_WHAT IS REQUIRED_.
Find each line in the listing below that contains the string "tree", and copy those lines out.

_PROVIDED DATA_.
********************
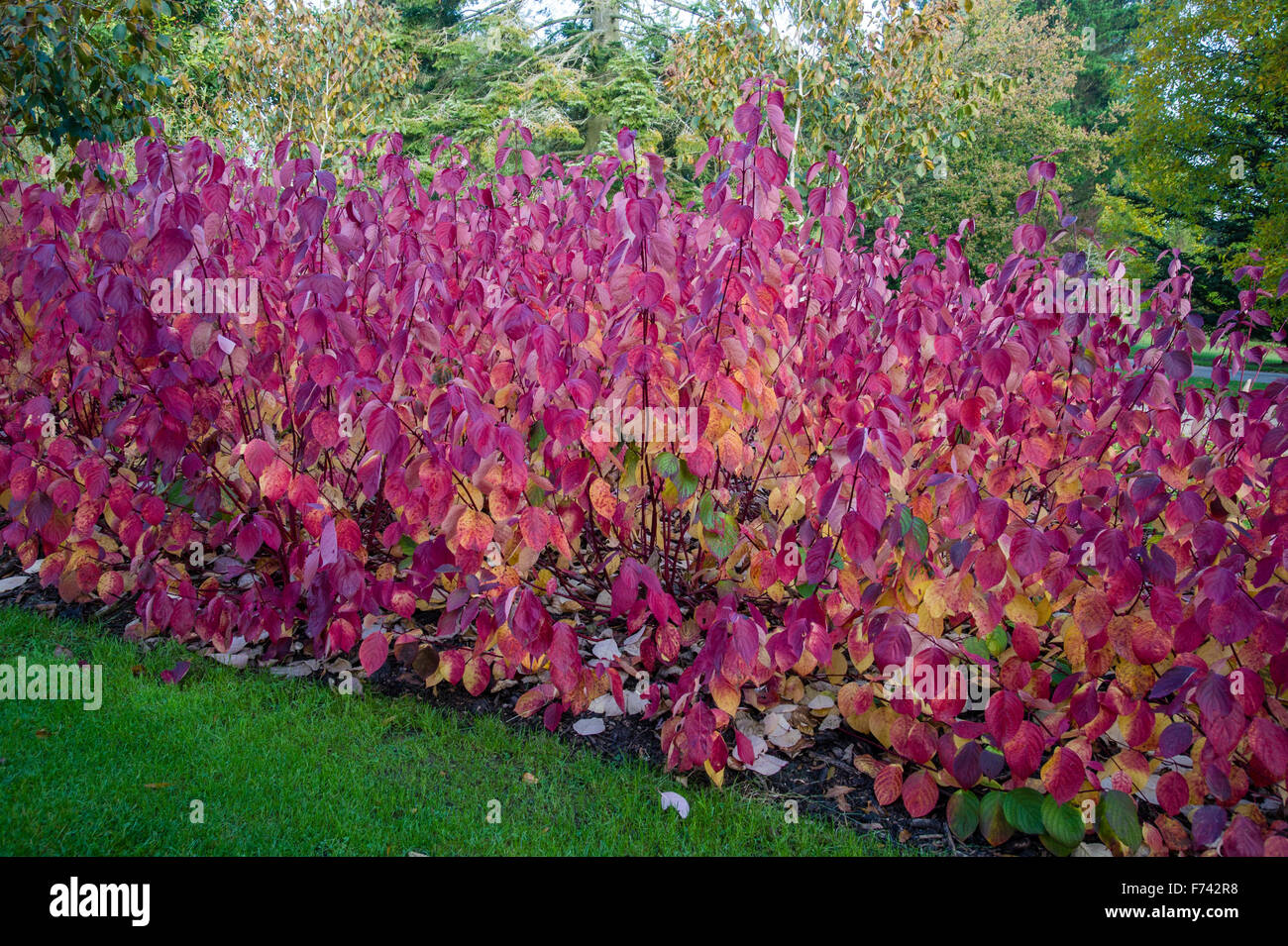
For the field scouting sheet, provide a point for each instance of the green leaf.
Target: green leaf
(1063, 821)
(666, 465)
(1022, 808)
(721, 541)
(921, 533)
(962, 813)
(536, 437)
(992, 819)
(1056, 847)
(707, 511)
(1117, 820)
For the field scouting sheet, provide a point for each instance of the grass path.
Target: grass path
(288, 768)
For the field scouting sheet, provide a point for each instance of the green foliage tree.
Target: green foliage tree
(78, 71)
(877, 86)
(1206, 143)
(574, 80)
(1039, 52)
(329, 75)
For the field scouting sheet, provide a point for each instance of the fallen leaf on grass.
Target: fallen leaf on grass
(8, 584)
(175, 674)
(673, 799)
(590, 726)
(838, 793)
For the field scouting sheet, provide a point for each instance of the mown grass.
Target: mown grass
(290, 768)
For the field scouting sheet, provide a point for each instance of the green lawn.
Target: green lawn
(290, 768)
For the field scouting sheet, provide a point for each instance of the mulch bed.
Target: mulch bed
(819, 778)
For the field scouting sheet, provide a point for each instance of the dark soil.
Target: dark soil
(819, 778)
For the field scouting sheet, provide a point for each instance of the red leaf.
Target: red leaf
(374, 652)
(889, 784)
(919, 793)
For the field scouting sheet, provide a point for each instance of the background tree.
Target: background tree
(1041, 54)
(330, 75)
(574, 78)
(78, 71)
(1206, 142)
(877, 86)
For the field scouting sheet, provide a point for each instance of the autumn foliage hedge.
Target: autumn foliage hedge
(897, 456)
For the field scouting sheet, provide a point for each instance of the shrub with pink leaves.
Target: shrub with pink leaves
(750, 469)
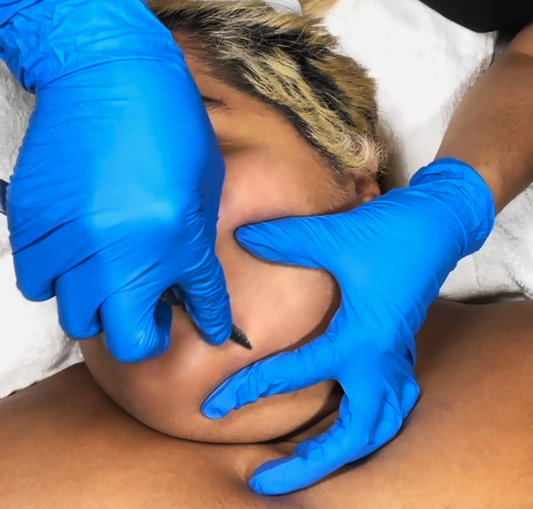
********************
_RESULT BELOW_.
For the field scouting sheet, provide a point for each instance of the green foliage tree.
Target: green foliage tree
For the field scouting sheet, provide a point for each instance of the background tree.
Target: background tree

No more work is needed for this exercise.